• [What you will do]
What is needed is the whole of the data, set down exactly.

■ ■ ■

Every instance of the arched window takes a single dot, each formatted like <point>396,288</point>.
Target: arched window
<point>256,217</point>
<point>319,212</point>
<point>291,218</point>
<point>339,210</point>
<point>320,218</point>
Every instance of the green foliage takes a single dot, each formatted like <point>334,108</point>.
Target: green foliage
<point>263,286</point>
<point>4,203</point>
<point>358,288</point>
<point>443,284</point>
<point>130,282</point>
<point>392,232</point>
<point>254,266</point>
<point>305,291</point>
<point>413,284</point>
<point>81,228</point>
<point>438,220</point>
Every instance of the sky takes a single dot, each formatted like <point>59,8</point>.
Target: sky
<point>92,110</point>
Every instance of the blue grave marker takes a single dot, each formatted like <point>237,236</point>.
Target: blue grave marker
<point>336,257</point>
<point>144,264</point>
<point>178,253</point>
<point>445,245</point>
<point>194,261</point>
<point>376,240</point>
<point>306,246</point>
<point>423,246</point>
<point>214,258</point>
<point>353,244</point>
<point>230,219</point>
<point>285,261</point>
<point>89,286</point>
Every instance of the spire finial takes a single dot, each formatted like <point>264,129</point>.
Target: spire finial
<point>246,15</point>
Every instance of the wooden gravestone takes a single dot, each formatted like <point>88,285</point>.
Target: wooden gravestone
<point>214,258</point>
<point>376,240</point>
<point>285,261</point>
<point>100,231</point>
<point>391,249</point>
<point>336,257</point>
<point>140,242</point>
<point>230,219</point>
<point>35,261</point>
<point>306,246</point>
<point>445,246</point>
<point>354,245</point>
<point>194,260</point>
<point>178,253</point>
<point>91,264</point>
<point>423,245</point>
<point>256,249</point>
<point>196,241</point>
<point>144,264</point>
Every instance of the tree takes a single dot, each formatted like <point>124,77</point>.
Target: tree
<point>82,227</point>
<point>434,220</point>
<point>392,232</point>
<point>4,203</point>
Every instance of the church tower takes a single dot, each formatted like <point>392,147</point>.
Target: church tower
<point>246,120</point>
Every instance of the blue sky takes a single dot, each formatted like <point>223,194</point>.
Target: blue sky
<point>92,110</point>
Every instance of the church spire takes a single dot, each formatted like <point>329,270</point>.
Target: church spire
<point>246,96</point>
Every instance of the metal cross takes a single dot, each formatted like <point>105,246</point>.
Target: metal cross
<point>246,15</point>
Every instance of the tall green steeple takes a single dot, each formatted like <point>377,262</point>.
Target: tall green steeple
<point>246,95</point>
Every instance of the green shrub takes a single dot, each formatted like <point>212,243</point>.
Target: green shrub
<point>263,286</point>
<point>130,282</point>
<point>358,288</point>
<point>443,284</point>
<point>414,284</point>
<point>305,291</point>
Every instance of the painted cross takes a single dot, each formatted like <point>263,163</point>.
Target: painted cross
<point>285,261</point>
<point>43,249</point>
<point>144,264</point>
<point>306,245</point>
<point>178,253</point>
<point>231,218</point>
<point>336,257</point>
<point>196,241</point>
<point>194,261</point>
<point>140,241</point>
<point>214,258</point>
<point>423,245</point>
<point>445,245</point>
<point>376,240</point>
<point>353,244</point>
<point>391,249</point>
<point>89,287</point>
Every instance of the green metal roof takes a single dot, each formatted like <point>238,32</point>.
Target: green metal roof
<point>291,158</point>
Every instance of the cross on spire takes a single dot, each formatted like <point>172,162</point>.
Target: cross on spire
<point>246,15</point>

■ ■ ■

• [Answer box]
Every instance of the arched window takes a single dot, each formatted like <point>396,288</point>.
Target: arched window
<point>256,217</point>
<point>319,212</point>
<point>291,218</point>
<point>339,210</point>
<point>320,218</point>
Every instance of the green foliage takes a single dot, each formatted like <point>334,108</point>.
Target: green foliage
<point>263,286</point>
<point>4,203</point>
<point>358,288</point>
<point>443,284</point>
<point>130,282</point>
<point>392,232</point>
<point>254,266</point>
<point>305,291</point>
<point>413,284</point>
<point>81,228</point>
<point>438,220</point>
Every instance of the sky takes a single dot, each formatted like <point>59,8</point>.
Target: sky
<point>92,110</point>
Every instance of the blue grave marker takes a single dot, each formatted like <point>237,236</point>.
Target: blue grave marker
<point>336,257</point>
<point>144,264</point>
<point>178,253</point>
<point>445,245</point>
<point>194,261</point>
<point>376,240</point>
<point>306,246</point>
<point>423,246</point>
<point>214,258</point>
<point>353,244</point>
<point>230,219</point>
<point>285,261</point>
<point>89,286</point>
Every instance of the spire finial takes a single dot, each formatted like <point>264,129</point>.
Target: spire finial
<point>246,15</point>
Every instance of the wooden gravestone takes a single dot, each formatted like <point>88,285</point>.
Target: wooden gravestone
<point>214,258</point>
<point>376,240</point>
<point>285,261</point>
<point>100,231</point>
<point>391,249</point>
<point>336,257</point>
<point>140,242</point>
<point>230,219</point>
<point>35,261</point>
<point>306,246</point>
<point>445,246</point>
<point>354,245</point>
<point>194,260</point>
<point>178,253</point>
<point>91,264</point>
<point>423,245</point>
<point>256,249</point>
<point>196,241</point>
<point>144,264</point>
Every instance of the tree takes a single dot, each formatted like <point>124,77</point>.
Target: tree
<point>82,227</point>
<point>434,220</point>
<point>392,232</point>
<point>4,203</point>
Every instance of the church tower takes a single dot, each formatted like <point>392,147</point>.
Target: church tower
<point>246,120</point>
Every instance of the blue sky takes a single dot, each formatted like <point>223,194</point>.
Target: blue sky
<point>92,110</point>
Every instance of the church spire takes a single dot, each formatted like <point>329,270</point>.
Target: church spire
<point>246,96</point>
Every instance of the metal cross takes a single dot, each formatted like <point>105,246</point>.
Target: metal cross
<point>246,15</point>
Every instance of the tall green steeple takes a single dot, each formatted like <point>377,262</point>.
Target: tall green steeple
<point>246,95</point>
Every instance of the green shrub takes a single dot, each formatted like <point>212,243</point>.
Target: green shrub
<point>263,286</point>
<point>130,282</point>
<point>358,288</point>
<point>443,284</point>
<point>414,284</point>
<point>305,291</point>
Every instance of the painted cross takes a single dot, each formatted like <point>263,163</point>.
Target: painted cross
<point>285,261</point>
<point>43,249</point>
<point>144,264</point>
<point>306,245</point>
<point>178,253</point>
<point>231,218</point>
<point>336,257</point>
<point>196,241</point>
<point>194,261</point>
<point>140,241</point>
<point>214,258</point>
<point>423,245</point>
<point>445,245</point>
<point>376,240</point>
<point>353,244</point>
<point>391,249</point>
<point>89,287</point>
Every instance of the green metal roof takes a single dot, each formatted like <point>238,32</point>.
Target: green metal roof
<point>291,158</point>
Every instance of the cross on spire takes a single dot, each formatted like <point>172,162</point>.
Target: cross on spire
<point>246,15</point>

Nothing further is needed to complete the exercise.